___ RAW DATA
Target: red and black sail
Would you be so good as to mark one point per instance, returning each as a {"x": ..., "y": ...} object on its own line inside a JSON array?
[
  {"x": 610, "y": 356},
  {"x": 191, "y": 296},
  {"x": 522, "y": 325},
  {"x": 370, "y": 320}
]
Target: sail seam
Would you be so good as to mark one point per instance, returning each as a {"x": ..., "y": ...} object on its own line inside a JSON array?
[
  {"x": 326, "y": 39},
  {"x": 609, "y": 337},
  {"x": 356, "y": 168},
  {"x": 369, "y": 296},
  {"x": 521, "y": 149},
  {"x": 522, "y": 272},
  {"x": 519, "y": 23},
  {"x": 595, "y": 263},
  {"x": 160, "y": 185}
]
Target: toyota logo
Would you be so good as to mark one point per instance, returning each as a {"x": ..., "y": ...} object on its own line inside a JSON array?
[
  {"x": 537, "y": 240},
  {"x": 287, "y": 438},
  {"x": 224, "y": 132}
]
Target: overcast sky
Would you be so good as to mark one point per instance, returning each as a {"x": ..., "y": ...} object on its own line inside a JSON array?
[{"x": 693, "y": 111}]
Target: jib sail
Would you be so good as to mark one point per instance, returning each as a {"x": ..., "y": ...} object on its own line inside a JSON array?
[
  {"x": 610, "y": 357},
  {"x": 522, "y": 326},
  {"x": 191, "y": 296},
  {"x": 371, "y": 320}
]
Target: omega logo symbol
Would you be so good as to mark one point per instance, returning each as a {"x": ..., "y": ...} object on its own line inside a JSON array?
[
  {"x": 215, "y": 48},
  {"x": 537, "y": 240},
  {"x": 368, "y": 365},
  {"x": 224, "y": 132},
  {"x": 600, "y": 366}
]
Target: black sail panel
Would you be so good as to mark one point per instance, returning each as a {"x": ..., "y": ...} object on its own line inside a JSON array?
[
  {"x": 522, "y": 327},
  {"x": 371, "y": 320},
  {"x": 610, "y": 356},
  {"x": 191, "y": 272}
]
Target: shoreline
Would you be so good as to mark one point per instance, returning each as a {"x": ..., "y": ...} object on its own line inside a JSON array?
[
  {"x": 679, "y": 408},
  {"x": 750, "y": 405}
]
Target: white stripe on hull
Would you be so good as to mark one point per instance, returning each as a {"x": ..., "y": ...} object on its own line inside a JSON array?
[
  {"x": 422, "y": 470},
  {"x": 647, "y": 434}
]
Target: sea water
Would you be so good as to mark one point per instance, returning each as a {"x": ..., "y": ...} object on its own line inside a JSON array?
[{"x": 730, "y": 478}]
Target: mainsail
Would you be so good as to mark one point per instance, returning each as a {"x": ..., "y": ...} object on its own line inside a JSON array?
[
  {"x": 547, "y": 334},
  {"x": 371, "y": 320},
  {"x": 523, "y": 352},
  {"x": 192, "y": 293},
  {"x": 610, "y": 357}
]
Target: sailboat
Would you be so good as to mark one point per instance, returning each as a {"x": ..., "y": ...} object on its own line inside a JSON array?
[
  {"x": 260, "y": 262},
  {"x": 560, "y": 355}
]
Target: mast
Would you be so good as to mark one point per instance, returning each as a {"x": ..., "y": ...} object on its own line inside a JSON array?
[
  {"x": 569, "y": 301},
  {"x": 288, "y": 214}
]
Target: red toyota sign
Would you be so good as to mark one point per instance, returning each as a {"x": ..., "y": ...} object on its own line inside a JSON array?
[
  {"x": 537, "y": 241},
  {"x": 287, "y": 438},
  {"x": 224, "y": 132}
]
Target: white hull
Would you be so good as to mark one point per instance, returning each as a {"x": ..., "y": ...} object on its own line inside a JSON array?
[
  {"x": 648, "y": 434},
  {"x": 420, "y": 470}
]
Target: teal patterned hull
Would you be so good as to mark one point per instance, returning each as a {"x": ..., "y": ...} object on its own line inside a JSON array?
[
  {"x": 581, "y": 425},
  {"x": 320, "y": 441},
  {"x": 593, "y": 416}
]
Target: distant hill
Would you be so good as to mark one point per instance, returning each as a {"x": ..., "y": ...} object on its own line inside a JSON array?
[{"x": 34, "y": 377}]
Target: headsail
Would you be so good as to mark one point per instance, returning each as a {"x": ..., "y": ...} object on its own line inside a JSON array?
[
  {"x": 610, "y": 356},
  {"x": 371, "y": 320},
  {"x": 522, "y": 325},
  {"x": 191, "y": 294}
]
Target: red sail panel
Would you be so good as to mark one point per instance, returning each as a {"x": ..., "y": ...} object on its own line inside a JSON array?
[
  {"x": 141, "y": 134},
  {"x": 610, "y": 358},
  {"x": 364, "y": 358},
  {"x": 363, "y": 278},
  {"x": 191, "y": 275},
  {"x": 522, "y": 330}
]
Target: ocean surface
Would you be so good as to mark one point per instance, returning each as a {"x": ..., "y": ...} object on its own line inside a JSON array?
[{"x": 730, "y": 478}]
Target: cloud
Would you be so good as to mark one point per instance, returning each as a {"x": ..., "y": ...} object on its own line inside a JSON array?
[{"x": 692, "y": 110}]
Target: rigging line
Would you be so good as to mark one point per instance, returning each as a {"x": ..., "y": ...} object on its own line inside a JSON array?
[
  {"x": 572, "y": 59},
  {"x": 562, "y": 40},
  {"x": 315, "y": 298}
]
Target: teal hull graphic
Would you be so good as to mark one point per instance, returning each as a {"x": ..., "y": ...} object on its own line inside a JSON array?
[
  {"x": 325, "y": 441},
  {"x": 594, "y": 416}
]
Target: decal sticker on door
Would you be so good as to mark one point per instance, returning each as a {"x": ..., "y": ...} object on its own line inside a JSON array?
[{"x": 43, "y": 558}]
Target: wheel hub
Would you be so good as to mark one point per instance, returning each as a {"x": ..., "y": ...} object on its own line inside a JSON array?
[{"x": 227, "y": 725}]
______
GIVEN PROBLEM: Copy the records again starting at the line that contains "Target: decal sticker on door" and ending at the end of the records, keeping the requests, and add 36 to every x and y coordinate in the answers.

THE COMPLETED TASK:
Target: decal sticker on door
Would you be so good as to mark one point per instance, returning each as a {"x": ..., "y": ...} object on its own line inside a JSON array?
[{"x": 79, "y": 594}]
Target: wheel hub
Would you be so good as to mark one point per instance, returning each as a {"x": ..., "y": ...} object on its own line inside a JSON array?
[{"x": 263, "y": 761}]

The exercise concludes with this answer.